** begin **

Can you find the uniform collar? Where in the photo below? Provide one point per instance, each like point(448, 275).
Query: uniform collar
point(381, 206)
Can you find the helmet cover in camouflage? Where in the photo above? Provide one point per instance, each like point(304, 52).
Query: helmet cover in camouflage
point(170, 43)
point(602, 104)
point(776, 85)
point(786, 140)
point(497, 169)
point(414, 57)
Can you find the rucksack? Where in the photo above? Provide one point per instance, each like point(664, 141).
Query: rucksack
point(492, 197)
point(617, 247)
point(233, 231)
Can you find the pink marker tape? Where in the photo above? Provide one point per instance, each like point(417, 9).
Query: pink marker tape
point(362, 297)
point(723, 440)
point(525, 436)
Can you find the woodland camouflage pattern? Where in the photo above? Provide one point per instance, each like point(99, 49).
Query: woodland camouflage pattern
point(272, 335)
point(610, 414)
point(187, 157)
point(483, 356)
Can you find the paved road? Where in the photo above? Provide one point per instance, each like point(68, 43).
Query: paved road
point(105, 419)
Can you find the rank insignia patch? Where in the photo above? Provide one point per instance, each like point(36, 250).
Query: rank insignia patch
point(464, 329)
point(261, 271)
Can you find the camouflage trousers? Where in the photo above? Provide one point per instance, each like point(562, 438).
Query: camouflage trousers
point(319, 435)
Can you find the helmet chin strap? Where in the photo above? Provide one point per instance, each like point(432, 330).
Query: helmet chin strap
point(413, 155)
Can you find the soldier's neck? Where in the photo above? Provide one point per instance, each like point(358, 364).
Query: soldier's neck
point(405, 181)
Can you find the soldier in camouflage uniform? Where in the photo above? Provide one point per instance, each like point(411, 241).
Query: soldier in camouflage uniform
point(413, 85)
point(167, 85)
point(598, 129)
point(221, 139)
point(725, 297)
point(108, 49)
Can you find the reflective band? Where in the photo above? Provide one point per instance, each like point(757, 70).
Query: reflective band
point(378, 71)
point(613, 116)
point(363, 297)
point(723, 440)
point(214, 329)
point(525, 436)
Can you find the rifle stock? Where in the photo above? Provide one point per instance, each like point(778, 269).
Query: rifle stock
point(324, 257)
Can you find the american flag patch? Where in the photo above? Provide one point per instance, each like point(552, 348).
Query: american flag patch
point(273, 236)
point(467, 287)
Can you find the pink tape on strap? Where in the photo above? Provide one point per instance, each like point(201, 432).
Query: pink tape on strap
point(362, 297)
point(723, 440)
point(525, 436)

** end **

- Stated goal: The listing above should be transcribed in full, exactly as written.

- Solution below:
Can you find the uniform collar? Where in the photo below? Provide one point per instance, each like point(448, 275).
Query: uniform collar
point(381, 206)
Can you find the helmet cover in camouflage? Where in the photo above? Provide one point per instance, each like point(304, 52).
Query: helmet cover in camouflage
point(170, 43)
point(602, 104)
point(776, 85)
point(786, 140)
point(497, 169)
point(414, 57)
Can you find the rucksack? Where in the photo above? Provide one point per instance, each like point(664, 141).
Query: rucksack
point(492, 197)
point(617, 247)
point(233, 231)
Can you find the pink marker tape? Where in the photo above? Provide one point per instance, each like point(417, 9).
Query: pink marker tape
point(362, 297)
point(723, 440)
point(525, 436)
Can you find the woodland camouflage pattern? Where in the photo above? Provide one point per instance, each like point(99, 49).
Query: woodland camouflage pattern
point(272, 335)
point(610, 414)
point(187, 157)
point(483, 356)
Can you find the paved road? Where in the photo above? Provide one point per instance, each like point(68, 43).
Query: paved road
point(105, 419)
Can you find the rank insignia patch? Where in the photo above? Provide one point per instance, each like point(36, 250).
Query: rank insignia patch
point(464, 329)
point(261, 271)
Can you find the camouflage trousers? Where in the photo above? Provide one point per instance, each like point(562, 438).
Query: camouflage trousers
point(319, 435)
Can you find the helmet chin strap? Where in the photo above? Provide one point per instance, each like point(432, 330).
Query: helmet chin strap
point(413, 155)
Can you find the soldier's neck? Where in the photo above? Provide one point per instance, each like point(358, 364).
Query: soldier's neck
point(405, 181)
Can you find the soldier in camouflage uniform? Where in the photo above? Provide one point per instance, each like point(411, 241).
Query: soldier in camouflage uniform
point(413, 85)
point(167, 85)
point(598, 129)
point(221, 139)
point(725, 297)
point(108, 49)
Can you find the reflective band? Where in the photo above? Provide one point per instance, each like point(757, 70).
Query: reflective band
point(378, 71)
point(613, 116)
point(363, 297)
point(723, 440)
point(214, 329)
point(525, 436)
Can you find the rifle stock? Where in the photo above? Provide one point per instance, each like point(778, 269).
Query: rifle stock
point(324, 257)
Can you find the american flag patch? Where in the photo above? Provide one point per instance, each like point(552, 348).
Query: american flag patch
point(273, 236)
point(467, 287)
Can you find the pink tape on strap? Where in the photo above? Provide one point per instance, each like point(201, 432).
Query: pink tape on strap
point(362, 297)
point(723, 440)
point(525, 436)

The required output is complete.